* _Assignment_
Each line below with the string "coordinates" should be copied.

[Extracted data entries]
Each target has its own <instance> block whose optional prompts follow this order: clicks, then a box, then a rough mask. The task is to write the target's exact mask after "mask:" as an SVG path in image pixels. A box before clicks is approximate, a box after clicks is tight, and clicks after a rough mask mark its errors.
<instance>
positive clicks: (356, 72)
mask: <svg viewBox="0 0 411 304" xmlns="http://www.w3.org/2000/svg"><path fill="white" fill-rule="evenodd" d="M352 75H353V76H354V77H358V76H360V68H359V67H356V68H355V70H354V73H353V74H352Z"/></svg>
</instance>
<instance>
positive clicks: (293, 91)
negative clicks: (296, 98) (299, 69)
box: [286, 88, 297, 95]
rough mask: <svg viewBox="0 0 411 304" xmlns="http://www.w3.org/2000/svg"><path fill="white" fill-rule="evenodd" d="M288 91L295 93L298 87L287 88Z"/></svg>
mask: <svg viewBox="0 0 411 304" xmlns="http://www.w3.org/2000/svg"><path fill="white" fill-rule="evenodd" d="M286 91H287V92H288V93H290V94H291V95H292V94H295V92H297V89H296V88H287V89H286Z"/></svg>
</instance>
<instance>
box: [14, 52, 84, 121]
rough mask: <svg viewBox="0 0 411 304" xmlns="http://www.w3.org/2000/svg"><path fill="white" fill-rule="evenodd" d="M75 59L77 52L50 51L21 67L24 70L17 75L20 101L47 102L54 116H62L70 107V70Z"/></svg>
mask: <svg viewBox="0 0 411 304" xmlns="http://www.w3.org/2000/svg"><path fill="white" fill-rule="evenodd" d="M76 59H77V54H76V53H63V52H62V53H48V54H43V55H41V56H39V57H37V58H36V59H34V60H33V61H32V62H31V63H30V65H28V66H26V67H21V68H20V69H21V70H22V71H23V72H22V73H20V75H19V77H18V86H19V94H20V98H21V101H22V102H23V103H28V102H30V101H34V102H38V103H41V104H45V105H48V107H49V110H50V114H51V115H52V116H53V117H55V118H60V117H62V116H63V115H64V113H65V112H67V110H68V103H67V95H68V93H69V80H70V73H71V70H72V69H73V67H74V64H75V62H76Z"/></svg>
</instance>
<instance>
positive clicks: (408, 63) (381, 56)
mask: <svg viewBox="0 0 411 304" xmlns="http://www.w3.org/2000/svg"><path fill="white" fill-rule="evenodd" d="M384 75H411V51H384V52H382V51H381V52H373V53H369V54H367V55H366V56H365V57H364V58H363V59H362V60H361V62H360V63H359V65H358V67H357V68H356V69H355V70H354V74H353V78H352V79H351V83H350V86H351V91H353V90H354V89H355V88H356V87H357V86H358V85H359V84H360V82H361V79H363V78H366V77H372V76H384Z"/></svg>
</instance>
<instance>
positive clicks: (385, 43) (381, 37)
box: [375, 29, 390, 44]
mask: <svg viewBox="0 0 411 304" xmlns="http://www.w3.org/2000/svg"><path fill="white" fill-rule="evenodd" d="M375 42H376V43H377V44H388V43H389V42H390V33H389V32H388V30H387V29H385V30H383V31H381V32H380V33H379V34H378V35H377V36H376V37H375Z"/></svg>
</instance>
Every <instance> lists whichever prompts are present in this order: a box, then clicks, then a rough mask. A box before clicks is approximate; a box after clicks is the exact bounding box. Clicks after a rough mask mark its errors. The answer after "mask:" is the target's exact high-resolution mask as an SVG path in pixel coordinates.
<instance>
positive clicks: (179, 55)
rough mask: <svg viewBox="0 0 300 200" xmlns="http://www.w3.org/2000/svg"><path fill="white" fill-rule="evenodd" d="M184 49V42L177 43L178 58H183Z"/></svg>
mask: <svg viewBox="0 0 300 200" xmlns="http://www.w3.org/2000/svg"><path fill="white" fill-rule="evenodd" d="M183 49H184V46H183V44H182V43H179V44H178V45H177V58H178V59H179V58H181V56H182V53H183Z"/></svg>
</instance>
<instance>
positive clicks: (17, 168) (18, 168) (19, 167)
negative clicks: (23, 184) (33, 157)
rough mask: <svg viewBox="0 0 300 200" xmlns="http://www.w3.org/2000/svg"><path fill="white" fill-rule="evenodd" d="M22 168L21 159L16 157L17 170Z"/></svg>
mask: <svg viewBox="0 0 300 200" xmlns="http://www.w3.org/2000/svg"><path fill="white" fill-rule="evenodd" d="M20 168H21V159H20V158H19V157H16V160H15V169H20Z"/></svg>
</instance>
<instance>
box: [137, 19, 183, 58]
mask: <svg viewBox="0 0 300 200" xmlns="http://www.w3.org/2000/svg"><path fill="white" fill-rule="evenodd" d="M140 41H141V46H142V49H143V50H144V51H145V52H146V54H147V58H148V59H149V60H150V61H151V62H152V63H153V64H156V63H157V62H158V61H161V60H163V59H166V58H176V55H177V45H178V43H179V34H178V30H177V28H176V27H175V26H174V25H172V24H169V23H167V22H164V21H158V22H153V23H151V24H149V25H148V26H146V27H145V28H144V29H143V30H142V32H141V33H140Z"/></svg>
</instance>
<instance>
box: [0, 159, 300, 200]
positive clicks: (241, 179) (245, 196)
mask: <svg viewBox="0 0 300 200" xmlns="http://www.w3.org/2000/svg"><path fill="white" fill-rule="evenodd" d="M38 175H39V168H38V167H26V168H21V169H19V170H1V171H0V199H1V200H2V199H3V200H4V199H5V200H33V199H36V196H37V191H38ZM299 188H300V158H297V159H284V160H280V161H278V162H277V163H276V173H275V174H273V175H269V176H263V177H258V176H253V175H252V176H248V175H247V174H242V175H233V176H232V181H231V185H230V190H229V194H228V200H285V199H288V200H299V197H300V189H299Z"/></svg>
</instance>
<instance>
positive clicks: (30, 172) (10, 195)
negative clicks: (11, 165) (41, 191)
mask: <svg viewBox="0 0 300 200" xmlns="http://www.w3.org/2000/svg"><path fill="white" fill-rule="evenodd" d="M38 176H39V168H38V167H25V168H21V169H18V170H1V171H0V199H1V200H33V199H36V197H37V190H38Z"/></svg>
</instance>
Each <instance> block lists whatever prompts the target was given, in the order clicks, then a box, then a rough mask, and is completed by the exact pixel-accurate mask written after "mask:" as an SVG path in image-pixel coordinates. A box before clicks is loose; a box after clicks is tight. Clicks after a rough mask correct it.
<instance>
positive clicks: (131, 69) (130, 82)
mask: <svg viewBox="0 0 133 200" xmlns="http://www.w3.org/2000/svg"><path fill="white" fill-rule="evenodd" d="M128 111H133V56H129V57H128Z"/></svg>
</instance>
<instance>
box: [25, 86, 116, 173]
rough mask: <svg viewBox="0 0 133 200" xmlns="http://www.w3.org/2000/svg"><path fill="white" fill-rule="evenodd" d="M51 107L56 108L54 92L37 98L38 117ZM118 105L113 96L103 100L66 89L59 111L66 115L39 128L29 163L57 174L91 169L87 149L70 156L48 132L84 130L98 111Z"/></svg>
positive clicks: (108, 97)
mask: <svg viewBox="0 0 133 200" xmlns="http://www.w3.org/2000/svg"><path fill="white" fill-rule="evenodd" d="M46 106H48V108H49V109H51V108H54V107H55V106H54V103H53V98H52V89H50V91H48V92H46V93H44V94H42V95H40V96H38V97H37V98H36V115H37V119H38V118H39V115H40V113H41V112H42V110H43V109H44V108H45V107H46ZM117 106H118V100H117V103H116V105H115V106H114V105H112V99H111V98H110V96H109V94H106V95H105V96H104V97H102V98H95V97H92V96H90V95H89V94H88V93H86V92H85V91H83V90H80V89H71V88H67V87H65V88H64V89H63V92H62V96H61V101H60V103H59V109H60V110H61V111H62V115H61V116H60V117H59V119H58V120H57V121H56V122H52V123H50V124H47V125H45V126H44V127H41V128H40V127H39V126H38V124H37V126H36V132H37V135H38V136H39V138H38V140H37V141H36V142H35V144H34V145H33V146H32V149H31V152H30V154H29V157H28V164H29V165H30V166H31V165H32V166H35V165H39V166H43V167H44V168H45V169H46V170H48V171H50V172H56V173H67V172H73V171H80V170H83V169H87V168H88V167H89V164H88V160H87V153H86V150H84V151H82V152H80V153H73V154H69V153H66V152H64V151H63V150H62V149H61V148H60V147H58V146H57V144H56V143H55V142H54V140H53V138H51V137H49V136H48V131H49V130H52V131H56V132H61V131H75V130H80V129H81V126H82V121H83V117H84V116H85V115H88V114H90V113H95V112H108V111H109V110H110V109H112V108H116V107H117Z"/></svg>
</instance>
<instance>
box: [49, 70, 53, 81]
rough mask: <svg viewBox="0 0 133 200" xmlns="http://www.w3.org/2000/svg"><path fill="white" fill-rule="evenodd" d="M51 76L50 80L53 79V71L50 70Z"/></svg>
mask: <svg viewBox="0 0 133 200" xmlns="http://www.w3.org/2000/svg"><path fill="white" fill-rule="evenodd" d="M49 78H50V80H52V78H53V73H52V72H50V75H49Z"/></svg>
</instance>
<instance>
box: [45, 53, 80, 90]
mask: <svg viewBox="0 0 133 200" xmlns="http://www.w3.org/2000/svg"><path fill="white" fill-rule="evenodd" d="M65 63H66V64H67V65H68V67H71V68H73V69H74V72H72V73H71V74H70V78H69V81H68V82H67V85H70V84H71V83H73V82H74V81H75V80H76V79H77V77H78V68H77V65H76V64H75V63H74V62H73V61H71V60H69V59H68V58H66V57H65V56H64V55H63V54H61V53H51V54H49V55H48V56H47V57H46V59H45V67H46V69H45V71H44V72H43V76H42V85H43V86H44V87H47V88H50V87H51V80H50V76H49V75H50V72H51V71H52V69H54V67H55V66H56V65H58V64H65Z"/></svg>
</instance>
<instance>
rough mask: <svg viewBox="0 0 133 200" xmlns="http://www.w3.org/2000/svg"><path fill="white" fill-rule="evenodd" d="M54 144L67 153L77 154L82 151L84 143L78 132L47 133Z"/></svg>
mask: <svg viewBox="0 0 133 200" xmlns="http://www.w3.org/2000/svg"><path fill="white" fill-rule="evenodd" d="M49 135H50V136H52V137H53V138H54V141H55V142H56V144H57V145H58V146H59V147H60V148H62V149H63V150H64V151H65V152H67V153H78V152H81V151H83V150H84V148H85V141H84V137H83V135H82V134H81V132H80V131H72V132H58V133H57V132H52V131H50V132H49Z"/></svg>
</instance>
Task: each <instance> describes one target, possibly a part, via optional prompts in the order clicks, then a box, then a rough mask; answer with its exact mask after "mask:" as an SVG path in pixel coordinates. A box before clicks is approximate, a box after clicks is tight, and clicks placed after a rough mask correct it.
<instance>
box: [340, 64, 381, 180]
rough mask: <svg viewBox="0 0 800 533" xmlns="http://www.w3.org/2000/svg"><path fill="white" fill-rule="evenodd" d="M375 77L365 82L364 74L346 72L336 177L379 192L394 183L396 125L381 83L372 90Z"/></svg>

* _Exercise result_
Every <instance> lists whichever prompts are present in this order: a box, then clicks, then a rough mask. A box before clicks is approximate; a box after clicks is the exact bounding box. Clicks after a rough mask mark its errors. The answer after "mask:" is the target's exact high-resolution mask as an SVG path in pixel coordinates.
Each <instance> block lists whatever prompts the target was given, in the order clicks, then a box, then a rough mask, and is completed by the exact pixel-accurate mask written after "mask:" as an SVG path in image-pixel coordinates. A box before clicks is loose; a box after clicks is tight. Clicks after a rough mask correct it.
Task: each <instance> describes one target, possibly a part, via optional prompts in the order clicks, then a box, then a rough mask; answer with its exact mask after "mask:" as an SVG path in pixel coordinates. A box before clicks is approximate, a box after clicks is tight, and clicks placed after a rough mask correct it.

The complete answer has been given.